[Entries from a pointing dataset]

━━━━━━━━━━━━━━━━

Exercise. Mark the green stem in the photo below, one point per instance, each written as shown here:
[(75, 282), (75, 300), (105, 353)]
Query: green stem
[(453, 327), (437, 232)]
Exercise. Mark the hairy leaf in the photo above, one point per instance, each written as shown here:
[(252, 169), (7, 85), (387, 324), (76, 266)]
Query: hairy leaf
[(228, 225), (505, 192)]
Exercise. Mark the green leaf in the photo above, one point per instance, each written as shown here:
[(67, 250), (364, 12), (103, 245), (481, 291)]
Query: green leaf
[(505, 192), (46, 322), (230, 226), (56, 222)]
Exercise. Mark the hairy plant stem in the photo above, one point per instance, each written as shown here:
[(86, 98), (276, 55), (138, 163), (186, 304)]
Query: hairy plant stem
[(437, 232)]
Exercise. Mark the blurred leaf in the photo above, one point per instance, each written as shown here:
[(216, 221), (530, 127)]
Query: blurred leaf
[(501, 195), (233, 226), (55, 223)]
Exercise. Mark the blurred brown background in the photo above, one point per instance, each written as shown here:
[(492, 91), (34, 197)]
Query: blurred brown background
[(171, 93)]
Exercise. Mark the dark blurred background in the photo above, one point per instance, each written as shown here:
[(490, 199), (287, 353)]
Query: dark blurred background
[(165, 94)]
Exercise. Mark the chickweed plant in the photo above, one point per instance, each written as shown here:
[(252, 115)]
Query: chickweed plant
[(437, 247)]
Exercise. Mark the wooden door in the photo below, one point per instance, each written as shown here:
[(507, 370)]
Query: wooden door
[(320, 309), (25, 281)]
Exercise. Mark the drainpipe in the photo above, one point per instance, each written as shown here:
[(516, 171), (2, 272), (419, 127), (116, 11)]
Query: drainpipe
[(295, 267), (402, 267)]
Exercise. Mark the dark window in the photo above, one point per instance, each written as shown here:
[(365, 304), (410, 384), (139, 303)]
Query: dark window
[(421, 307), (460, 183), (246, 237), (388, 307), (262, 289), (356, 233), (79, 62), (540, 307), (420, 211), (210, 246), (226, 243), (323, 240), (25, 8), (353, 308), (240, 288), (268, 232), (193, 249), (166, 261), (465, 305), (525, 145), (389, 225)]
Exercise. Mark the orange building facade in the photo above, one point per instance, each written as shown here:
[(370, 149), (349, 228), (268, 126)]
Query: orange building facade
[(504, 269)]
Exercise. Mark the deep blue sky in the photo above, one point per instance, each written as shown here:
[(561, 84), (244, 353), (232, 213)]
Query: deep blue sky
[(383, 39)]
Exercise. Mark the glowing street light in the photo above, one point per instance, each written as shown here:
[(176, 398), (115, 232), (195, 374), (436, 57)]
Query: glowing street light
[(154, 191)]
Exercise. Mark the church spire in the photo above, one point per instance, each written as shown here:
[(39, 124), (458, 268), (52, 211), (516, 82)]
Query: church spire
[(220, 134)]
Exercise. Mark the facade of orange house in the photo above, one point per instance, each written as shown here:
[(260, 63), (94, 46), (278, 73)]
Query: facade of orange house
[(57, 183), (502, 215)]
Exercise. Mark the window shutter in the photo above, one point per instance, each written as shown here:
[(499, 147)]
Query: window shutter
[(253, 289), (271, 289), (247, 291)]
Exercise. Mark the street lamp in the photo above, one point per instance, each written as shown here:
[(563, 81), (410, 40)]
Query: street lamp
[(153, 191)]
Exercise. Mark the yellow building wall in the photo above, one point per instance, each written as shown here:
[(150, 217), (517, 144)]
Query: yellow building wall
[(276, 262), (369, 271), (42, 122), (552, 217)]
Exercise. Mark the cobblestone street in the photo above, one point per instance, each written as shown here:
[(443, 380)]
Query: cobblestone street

━━━━━━━━━━━━━━━━

# TASK TO COMPLETE
Everything from the line containing "Exercise. Mark the facade" to the end of the data above should be quoted exactly, please, both ends included, and nothing outside that span.

# SOLUTION TO THIS EXERCISE
Exercise. Mark the facade of orange house in the photo above, one point per instance, each written as shown here:
[(260, 63), (94, 46), (278, 73)]
Query: facade of orange house
[(57, 183), (502, 215)]
Exercise. Mark the window shutter in the photo above, one point per instance, each written as shown here:
[(499, 147)]
Query: window shutter
[(253, 289), (271, 289), (247, 291)]
Exercise. Mark the street lamp in the photo above, one point per instance, each written as shown here:
[(563, 81), (410, 40)]
Query: street lamp
[(153, 191)]
Exercise. Mark the yellow building wall in the photo above, one point per instance, each written as shown here:
[(150, 217), (517, 144)]
Query: yellow building wall
[(276, 262), (369, 271), (42, 122), (552, 217)]
Exercise. Mark the cobblestone street in the photo above, one point per instance, each written as shown here:
[(443, 380)]
Query: cobblestone street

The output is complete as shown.